_Problem_:
Write out the material below again, unchanged.

Stored records:
____

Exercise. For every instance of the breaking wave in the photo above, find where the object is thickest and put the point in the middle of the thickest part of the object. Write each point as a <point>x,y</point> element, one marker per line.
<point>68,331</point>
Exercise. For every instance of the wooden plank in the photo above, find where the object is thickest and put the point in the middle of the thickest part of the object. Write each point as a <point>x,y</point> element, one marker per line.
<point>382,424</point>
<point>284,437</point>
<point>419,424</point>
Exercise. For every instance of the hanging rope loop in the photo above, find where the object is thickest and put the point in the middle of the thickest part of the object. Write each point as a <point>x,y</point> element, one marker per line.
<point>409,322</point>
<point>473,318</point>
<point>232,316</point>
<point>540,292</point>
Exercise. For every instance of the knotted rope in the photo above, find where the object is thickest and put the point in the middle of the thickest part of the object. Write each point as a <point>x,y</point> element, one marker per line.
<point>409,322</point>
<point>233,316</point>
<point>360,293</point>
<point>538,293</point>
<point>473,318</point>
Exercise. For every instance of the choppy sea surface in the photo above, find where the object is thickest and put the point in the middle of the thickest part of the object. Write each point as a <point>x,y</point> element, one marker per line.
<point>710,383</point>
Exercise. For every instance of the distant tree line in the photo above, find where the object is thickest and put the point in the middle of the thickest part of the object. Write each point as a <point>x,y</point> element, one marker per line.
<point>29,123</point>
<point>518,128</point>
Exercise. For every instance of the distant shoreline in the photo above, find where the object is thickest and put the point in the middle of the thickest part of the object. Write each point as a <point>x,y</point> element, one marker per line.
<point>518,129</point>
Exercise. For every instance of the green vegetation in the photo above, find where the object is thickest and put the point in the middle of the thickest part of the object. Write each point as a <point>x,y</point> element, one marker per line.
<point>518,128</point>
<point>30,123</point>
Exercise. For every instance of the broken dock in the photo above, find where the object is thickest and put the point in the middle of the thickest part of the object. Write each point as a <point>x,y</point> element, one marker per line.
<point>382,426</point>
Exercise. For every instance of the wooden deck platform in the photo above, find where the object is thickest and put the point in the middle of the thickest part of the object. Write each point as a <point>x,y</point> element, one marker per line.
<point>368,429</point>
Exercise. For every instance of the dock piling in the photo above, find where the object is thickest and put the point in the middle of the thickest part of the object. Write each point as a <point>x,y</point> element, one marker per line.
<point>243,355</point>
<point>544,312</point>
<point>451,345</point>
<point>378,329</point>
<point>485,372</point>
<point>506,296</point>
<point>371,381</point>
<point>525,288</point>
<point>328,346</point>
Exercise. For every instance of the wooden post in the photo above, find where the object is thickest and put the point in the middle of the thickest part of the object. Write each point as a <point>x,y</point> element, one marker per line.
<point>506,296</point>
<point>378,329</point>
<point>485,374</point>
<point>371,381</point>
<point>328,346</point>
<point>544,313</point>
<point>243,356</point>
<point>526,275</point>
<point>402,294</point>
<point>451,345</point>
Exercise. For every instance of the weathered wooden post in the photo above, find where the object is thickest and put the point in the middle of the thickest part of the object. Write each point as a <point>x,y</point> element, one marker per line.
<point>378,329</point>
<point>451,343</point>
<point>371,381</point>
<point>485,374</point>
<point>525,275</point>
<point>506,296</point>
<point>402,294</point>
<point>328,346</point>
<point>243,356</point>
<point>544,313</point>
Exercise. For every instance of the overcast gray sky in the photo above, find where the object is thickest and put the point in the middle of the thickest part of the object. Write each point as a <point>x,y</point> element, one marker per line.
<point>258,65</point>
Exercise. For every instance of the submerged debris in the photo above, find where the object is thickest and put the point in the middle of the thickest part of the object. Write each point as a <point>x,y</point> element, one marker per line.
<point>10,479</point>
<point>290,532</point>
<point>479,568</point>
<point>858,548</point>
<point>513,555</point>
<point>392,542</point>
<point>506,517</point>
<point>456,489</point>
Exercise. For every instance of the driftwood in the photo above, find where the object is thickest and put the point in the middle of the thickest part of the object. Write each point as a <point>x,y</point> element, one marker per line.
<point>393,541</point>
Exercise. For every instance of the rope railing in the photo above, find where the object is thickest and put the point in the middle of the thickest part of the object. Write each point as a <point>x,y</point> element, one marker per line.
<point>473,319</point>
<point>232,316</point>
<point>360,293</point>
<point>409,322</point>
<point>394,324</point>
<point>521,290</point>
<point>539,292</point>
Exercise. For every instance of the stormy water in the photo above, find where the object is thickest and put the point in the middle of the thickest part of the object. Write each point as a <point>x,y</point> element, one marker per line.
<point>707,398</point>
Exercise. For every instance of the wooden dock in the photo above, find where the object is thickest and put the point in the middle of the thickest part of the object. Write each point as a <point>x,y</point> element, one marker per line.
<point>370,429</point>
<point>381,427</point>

____

_Written solution_:
Exercise. For every instance of the breaking wave in the photo above, find where the object is thickest and put the point in the middle of the thickest part of the object. Write each point as a <point>x,y</point> element, one marker per line.
<point>68,331</point>
Exercise. For every instance of the wooden plank in the photo above, find where the object is thickest and put the point in the middle of the thickest part of the object. Write each point as a <point>x,y</point> element, one marker per line.
<point>382,424</point>
<point>284,437</point>
<point>419,424</point>
Exercise. For every instance of the hanging rope loop in the photo above, find where the object is thickest and put the point in the middle of the thickest part of the object. Write each point as a <point>x,y</point> element, one marker per line.
<point>409,322</point>
<point>473,318</point>
<point>232,316</point>
<point>540,292</point>
Exercise. For every instance of the knotted rope in the photo above, find where the object is thickest and put the point in the middle of the thickest part of the object. Write each point as a <point>x,y</point> element, one marker per line.
<point>409,322</point>
<point>233,316</point>
<point>360,293</point>
<point>538,293</point>
<point>473,318</point>
Exercise. For every instance of the choppy sea surface in the photo above, find where the object is thickest and put the point in the middle of the thickest part of the object. Write each point as a <point>x,y</point> element, one marker per line.
<point>710,383</point>
Exercise. For every instance of the distant tree line in the photo above, find where the object is thickest and put the point in the middle of the thickest part of the object. Write each point as a <point>x,y</point> element, one marker per line.
<point>29,123</point>
<point>518,128</point>
Exercise. For every instance of the distant shoreline in the photo above, find where the object is thickest and put the point in the middle of the thickest part of the object. Write each point as a <point>x,y</point> element, one marker per line.
<point>518,129</point>
Exercise. For every instance of the green vegetation in the photo above, find where the object is thickest and put the point in the middle of the thickest part of the object. Write each point as a <point>x,y</point> element, one marker per line.
<point>518,128</point>
<point>30,123</point>
Exercise. For every instance of the broken dock in the photo above, find where the object is thickest and put the point in the middle of the thickest part of the object. Write each point as a <point>x,y</point> element, one marker per line.
<point>382,426</point>
Exercise. For every instance of the wooden deck platform in the photo above, find where the object is thickest and put the point in the middle of the thickest part of the object. Write each point as a <point>x,y</point> element, one marker per line.
<point>368,429</point>
Exercise. For every instance of the dock piling in the photo above, find where the object is thickest and put the point in the middle of the thickest part of the object. Write each point as a <point>x,y</point> element, one marker per line.
<point>243,355</point>
<point>544,312</point>
<point>451,345</point>
<point>378,329</point>
<point>485,372</point>
<point>506,296</point>
<point>371,381</point>
<point>525,288</point>
<point>328,346</point>
Exercise. For every instance of the wooden post in the photo above, find where the object is thickest and put the point in the middle of the thickest part of the object. Write each point as a <point>x,y</point> element, one marker per line.
<point>506,296</point>
<point>378,329</point>
<point>485,374</point>
<point>371,381</point>
<point>328,346</point>
<point>544,313</point>
<point>243,356</point>
<point>526,275</point>
<point>402,294</point>
<point>451,345</point>
Exercise. For every instance of the weathered wooden post in the photo above, find where the object is thickest and put the point in the middle of the thickest part of the object. Write each point as a <point>x,y</point> element, one marker per line.
<point>378,329</point>
<point>451,343</point>
<point>371,381</point>
<point>485,374</point>
<point>525,275</point>
<point>506,296</point>
<point>402,294</point>
<point>328,346</point>
<point>243,356</point>
<point>544,313</point>
Exercise. For every instance of the overcast gray sky in the photo above, find where the object is thickest and put the point in the middle of the thickest part of the object. Write each point as a <point>x,y</point> element, one marker per line.
<point>258,65</point>
Exercise. For every instance of the submerged debris in the photo above, find where the object is thickest and put the point in the middle of the thickest part of the object. Write each point as a <point>x,y</point> element, one marker per line.
<point>10,479</point>
<point>290,532</point>
<point>479,568</point>
<point>858,548</point>
<point>513,555</point>
<point>392,542</point>
<point>506,517</point>
<point>456,489</point>
Exercise. For every instance of the driftwood in the photo above, find where the object is thickest and put the point in the middle of the thickest part of the object. Write each point as a <point>x,y</point> element, one marker per line.
<point>393,541</point>
Exercise. For every instance of the rope railing in the photo above, find where the object is thickest and put the point in the middle of the thickest part of the object. Write each point as a <point>x,y</point> element, one marker per line.
<point>473,319</point>
<point>232,316</point>
<point>360,293</point>
<point>409,322</point>
<point>394,324</point>
<point>521,290</point>
<point>539,292</point>
Exercise. For every instance of the stormy water in the photo above, find where the object is thickest and put the point in the middle of the thickest part of the object. Write each point as a <point>x,y</point> element, one marker per line.
<point>707,398</point>
Exercise. For every instance of the wooden dock in the photo above, find where the object is thickest and put the point in the middle of the thickest part of the object. Write each point as a <point>x,y</point> element, one marker per line.
<point>370,429</point>
<point>381,427</point>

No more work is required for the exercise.